**Textauszug:**
* * *
Hinter Plexiglasschilden formierten sich Nationalgardisten – bewaffnet, aber zunächst passiv. Der Befehl zur Eskalation kam offenbar von weiter oben. Präsident Trump hatte zuvor persönlich 2.000 weitere Gardisten sowie 700 Marines nach Los Angeles beordert – gegen den ausdrücklichen Willen von Gouverneur Gavin Newsom und Bürgermeisterin Bass. Newsom sprach von einem „militärischen Sperrnetz“ über seiner Stadt und warf Trump vor, gezielt Unruhe zu stiften.
* * *
**Aufgabenstellung:** Führe den Text über den Einsatz der Nationalgarde in Los Angeles im Anschluss an seinen letzten Satz weiter. Die Datensätze haben hierfür keine Bedeutung.

**Datenauszug:**
* * *
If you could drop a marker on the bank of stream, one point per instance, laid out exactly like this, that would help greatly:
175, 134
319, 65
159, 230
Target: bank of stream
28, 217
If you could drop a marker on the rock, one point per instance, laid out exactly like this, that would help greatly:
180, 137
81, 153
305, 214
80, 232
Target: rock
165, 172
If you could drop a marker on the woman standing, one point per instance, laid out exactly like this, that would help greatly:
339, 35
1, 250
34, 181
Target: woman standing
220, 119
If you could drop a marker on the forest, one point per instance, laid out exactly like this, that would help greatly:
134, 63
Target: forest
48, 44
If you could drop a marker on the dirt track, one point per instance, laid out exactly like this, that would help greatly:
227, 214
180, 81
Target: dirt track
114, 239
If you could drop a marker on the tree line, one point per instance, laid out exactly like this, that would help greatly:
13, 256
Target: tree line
* * *
**Ergebnis:**
Das neue Gesicht des Ausnahmezustands

Inzwischen begleiten bewaffnete Gardisten ICE-Beamte bei Festnahmen. Was als Sicherung von Bundesgebäuden begann, ist in den Augen vieler Kalifornier längst zur schleichenden Militarisierung des öffentlichen Raums geworden. Newsom beantragte beim Bundesgericht eine einstweilige Verfügung gegen den Einsatz – doch bis zur Anhörung am Donnerstag können die Maßnahmen fortgesetzt werden.

Trump selbst hält sich mit martialischer Rhetorik nicht zurück. In einer Rede in Fort Bragg bezeichnete er Demonstrierende als „Tiere“ und „fremde Feinde“. Zugleich ließ er durchblicken, dass er den Insurrection Act aktivieren könnte – ein Notstandsgesetz, das dem Präsidenten erlaubt, das Militär im Inland zur Aufstandsbekämpfung einzusetzen. Es wäre ein weiterer Schritt in eine Richtung, die vielen in Kalifornien Angst macht.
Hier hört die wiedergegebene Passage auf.